Council Member Robert Holden visiting the 78-16 Cooper Ave. site on Jan. 15 after residents complained of illegal work on site. (via Council Member Robert Holden on Facebook)

Aug. 23, 2019 By Allie Griffin

Two new homeless shelters will open in Central Queens next year and residents are not happy.

The first shelter will open in Glendale at 78-16 Cooper Ave. in early 2020 and will serve 200 single men, according to the New York City Department of Homeless Services. The second will open in Ridgewood, at 1616 Summerfield St., in late 2020 and will cater to 132 families.

The shelters will be the first dedicated traditional shelters in the community district, according to DHS. 

“Every neighborhood across New York City has a part to play in addressing this citywide challenge—and with zero shelters in Queens Community District 5, the need for new, high-quality, borough-based capacity could not be greater,” DHS said in a statement. 

Residents have long feared that a shelter would come to Cooper Avenue and have held rallies to nix such plans. In April, members of the Glendale-Middle Village Coalition went so far as to bus protestors to the Long Island home of the Cooper Avenue property owner. 

Council Member Robert Holden has expressed his disapproval of the proposed Glendale shelter from the beginning, opting to urge the city to build a school at the Cooper Avenue location instead. Upon learning the news that the shelter was greenlighted, he vowed to continue to fight against it. 

“I am disgusted with the way City Hall does business when it comes to housing the homeless,” Holden said. “I presented a strong plan to have a new District 75 school built on the Cooper Avenue property and I was told by all involved city agencies that this was an ideal solution.”

• EXCERPTED RECORDS:
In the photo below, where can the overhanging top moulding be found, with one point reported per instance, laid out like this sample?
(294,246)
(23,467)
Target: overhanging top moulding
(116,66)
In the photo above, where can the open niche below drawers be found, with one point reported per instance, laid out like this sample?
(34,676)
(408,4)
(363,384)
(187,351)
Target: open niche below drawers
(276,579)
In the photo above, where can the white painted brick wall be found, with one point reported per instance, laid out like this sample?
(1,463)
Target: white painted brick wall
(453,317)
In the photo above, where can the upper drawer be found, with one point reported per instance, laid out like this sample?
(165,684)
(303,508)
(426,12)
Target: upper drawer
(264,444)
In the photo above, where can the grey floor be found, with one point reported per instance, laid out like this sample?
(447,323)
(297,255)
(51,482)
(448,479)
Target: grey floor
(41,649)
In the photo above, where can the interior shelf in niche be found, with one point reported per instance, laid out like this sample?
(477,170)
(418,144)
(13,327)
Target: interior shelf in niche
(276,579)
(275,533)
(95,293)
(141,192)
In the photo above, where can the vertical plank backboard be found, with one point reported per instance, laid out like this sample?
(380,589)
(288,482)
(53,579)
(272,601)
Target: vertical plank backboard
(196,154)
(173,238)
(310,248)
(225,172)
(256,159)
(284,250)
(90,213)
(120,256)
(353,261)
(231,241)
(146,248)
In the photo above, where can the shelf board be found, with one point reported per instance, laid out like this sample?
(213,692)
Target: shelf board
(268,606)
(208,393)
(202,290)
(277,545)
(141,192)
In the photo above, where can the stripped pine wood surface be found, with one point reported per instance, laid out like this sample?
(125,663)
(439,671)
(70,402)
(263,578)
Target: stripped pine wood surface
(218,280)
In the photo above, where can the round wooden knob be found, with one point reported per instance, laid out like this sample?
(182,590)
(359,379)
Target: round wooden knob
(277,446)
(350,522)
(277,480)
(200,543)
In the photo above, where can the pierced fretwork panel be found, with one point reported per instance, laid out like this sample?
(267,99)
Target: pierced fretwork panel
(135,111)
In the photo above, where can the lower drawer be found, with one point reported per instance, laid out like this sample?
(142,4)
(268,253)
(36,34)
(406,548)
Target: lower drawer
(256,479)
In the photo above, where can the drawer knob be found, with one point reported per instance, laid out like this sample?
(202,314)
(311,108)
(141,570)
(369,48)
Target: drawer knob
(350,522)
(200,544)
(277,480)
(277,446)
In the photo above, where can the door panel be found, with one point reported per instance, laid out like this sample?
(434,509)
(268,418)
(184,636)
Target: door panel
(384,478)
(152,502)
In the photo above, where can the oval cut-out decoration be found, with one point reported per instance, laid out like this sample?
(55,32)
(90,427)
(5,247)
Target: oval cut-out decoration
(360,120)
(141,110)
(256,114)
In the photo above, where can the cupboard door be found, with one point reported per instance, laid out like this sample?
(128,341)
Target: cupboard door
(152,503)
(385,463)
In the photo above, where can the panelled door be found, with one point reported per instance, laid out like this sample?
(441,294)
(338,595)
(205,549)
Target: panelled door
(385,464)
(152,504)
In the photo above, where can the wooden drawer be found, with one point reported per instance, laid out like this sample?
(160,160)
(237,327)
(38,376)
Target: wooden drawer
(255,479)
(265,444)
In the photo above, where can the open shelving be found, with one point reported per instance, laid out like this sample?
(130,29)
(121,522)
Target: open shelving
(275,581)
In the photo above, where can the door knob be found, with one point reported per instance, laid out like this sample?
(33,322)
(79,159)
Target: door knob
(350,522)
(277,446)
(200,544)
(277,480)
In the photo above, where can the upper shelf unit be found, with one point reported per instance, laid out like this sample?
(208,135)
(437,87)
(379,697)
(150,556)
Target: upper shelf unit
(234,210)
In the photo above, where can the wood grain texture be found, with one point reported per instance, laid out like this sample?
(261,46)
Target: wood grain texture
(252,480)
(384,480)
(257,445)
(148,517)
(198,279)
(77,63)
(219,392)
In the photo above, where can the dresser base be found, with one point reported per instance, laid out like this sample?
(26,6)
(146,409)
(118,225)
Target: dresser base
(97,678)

• REQUEST: Change "Department of Homeless Services" to "DHS" in the article on the Queens shelters, starting with "Council Member Robert Holden visiting" and going on through "according to DHS.". The lines after the article are separate material.

• WRITTEN ANSWER:
Council Member Robert Holden visiting the 78-16 Cooper Ave. site on Jan. 15 after residents complained of illegal work on site. (via Council Member Robert Holden on Facebook)

Aug. 23, 2019 By Allie Griffin

Two new homeless shelters will open in Central Queens next year and residents are not happy.

The first shelter will open in Glendale at 78-16 Cooper Ave. in early 2020 and will serve 200 single men, according to the New York City DHS. The second will open in Ridgewood, at 1616 Summerfield St., in late 2020 and will cater to 132 families.

The shelters will be the first dedicated traditional shelters in the community district, according to DHS.